- **Text under study**:
◆ ◆ ◆ ◆ ◆ ◆ ◆

Monday, April 02, 2007

Know Thyself

For as long as David has known me, he's heard me ramble on about "self-esteem" and the ways in which I attribute most individual, societal and even world-wide problems to a lack of self-esteem. It sounds simplistic, but I don't think I'm too far off base. The reason a former employee whom I supervised (one who was morbidly obese and has since died from heart failure) exhibited major passive aggression towards me for over two years? Low self esteem. The reason a local municipal figure manipulated and basically sabotaged a multi-agency effort to establish an after-school kids' program in a low-income neighborhood? Low self-esteem. Dare I say that self-esteem (whether low, or inflated to a pathological state of narcissism) had anything to do with the operations of Hitler, Saddam Hussein or Osama Bin Laden? But, frankly, I'm tired of the term "self-esteem" because it's really hard to define and it's one of those over-used terms that tend to lose their meaning (just like hormones, thyroid, and sensory integration disorder in my particular case).

So, I've moved on to a self-awareness kick. My yoga instructor recently said, "We all want the same things. We just don't all know how to get there." I think that to live the life you want, truly knowing yourself is half the battle. And knowing yourself means acknowledging what you're really good at, what you really love, what you hate, and what you're not good at and you'll never be good at. So here's a little about what I know about me:

  • I can't be trusted with electronics. When I borrow David's camera, I usually return it with finger grease on the lens cap. He hates that. I've washed two iPods in the washing machine. Yes, two!! Luck is on my side, because they both still work, even after the spin cycle.
  • I can get a grad school application in on time, but I'm not so good at meeting other deadlines. I drove around for a solid year with an expired driver's license. And I knew it. I let prescription medications run out without refills left and then suffer for my lack of planning. The last time I did that, the side effects were so bad I experienced brain zaps and even got to the state in which I could literally hear my eyeballs moving back and forth. I am NOT kidding about that.
  • I will avoid housework until the last possible moment, which is usually when someone is coming over, which doesn't happen that often.
  • I am physically incapable of NOT talking to strangers and I am quite nosy when I do.
  • I don't really enjoy shopping. I like new clothes and all that, but crowded malls and department stores make me want to vomit.
  • I hate reading manuals. I figure things out while I go along, right or wrong.

◆ ◆ ◆ ◆ ◆ ◆ ◆

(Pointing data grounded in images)
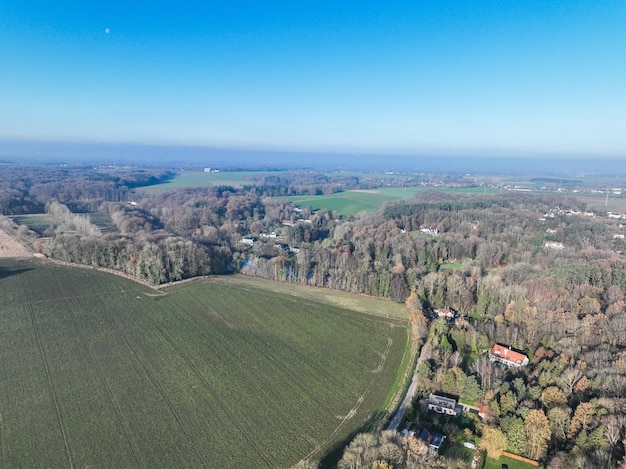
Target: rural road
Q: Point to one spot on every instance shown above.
(410, 394)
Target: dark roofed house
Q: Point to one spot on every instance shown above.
(507, 356)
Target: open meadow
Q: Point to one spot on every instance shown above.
(201, 179)
(100, 371)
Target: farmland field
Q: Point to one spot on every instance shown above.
(100, 371)
(351, 202)
(40, 222)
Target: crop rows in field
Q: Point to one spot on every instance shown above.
(98, 370)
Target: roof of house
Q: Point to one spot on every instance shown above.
(506, 353)
(442, 401)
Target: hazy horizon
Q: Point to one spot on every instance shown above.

◆ ◆ ◆ ◆ ◆ ◆ ◆

- **Tasks for this exercise**:
[1] Translate this sentence from the blog post into Spanish: "I hate reading manuals."
[2] Copy the blog post's text verbatim, beginning at the words "So, I've moved" and stopping after the words "the spin cycle.".
Work from the blog post alone, not the listing.

- **Task-by-task solutions**:
[1] Odio leer manuales.

[2]
So, I've moved on to a self-awareness kick. My yoga instructor recently said, "We all want the same things. We just don't all know how to get there." I think that to live the life you want, truly knowing yourself is half the battle. And knowing yourself means acknowledging what you're really good at, what you really love, what you hate, and what you're not good at and you'll never be good at. So here's a little about what I know about me:

  • I can't be trusted with electronics. When I borrow David's camera, I usually return it with finger grease on the lens cap. He hates that. I've washed two iPods in the washing machine. Yes, two!! Luck is on my side, because they both still work, even after the spin cycle.